EXTRACTED INFORMATION →
-------

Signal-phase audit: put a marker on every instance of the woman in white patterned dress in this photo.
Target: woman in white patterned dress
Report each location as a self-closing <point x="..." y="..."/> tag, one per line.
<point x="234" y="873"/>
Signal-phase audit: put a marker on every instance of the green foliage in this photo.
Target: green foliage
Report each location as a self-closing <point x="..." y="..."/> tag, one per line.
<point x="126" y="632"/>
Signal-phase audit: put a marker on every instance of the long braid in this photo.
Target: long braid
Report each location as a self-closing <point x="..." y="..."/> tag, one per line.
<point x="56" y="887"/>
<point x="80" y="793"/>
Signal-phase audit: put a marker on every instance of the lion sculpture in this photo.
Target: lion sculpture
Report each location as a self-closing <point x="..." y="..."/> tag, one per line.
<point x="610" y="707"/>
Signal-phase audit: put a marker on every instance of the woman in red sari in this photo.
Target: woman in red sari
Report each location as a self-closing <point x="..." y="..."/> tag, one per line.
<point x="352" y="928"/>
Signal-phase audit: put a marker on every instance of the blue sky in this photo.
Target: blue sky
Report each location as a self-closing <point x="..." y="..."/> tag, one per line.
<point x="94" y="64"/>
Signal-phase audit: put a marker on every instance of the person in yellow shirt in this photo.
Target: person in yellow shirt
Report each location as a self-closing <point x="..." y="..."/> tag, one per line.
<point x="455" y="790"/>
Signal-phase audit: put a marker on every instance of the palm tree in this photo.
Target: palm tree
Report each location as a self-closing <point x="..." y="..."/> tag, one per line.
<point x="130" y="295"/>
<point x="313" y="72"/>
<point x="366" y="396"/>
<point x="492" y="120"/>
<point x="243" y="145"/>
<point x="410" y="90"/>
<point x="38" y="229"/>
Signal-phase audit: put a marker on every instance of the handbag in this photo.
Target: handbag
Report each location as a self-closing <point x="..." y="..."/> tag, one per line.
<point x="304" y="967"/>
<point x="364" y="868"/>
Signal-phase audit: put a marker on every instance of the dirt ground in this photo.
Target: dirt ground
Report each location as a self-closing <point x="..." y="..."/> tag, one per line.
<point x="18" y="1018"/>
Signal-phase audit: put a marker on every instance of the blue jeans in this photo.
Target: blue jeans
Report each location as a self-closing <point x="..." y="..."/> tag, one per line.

-------

DO THIS → Beginning with the line that contains "Signal-phase audit: put a marker on every instance of the person", quote each line exactly through the last line of the entries above, and nothing beyond them.

FULL SOLUTION →
Signal-phase audit: put a marker on every instance of the person in yellow shirt in this photo.
Target: person in yellow shirt
Report each location as a self-closing <point x="..." y="..."/> tag, one per line.
<point x="455" y="790"/>
Signal-phase audit: put a marker on every instance of the palm tree in this photo.
Target: palm tree
Report each location as a self-closing <point x="..." y="..."/> tag, one per line.
<point x="130" y="295"/>
<point x="313" y="72"/>
<point x="366" y="396"/>
<point x="492" y="120"/>
<point x="243" y="145"/>
<point x="410" y="90"/>
<point x="38" y="229"/>
Signal-phase audit: put a marker on every instance of the handbag in this photo.
Target: handbag
Report each location as a self-closing <point x="..." y="..."/> tag, one per line.
<point x="304" y="967"/>
<point x="364" y="868"/>
Signal-phase audit: put a marker on every instance of the dirt ground in this photo.
Target: dirt ground
Report each location as a self-closing <point x="..." y="..."/> tag, one per line.
<point x="18" y="1018"/>
Signal-phase audit: put a marker on every instance of the blue jeans in this photo.
Target: blue jeans
Report each location as a self-closing <point x="..." y="..."/> tag, one per line.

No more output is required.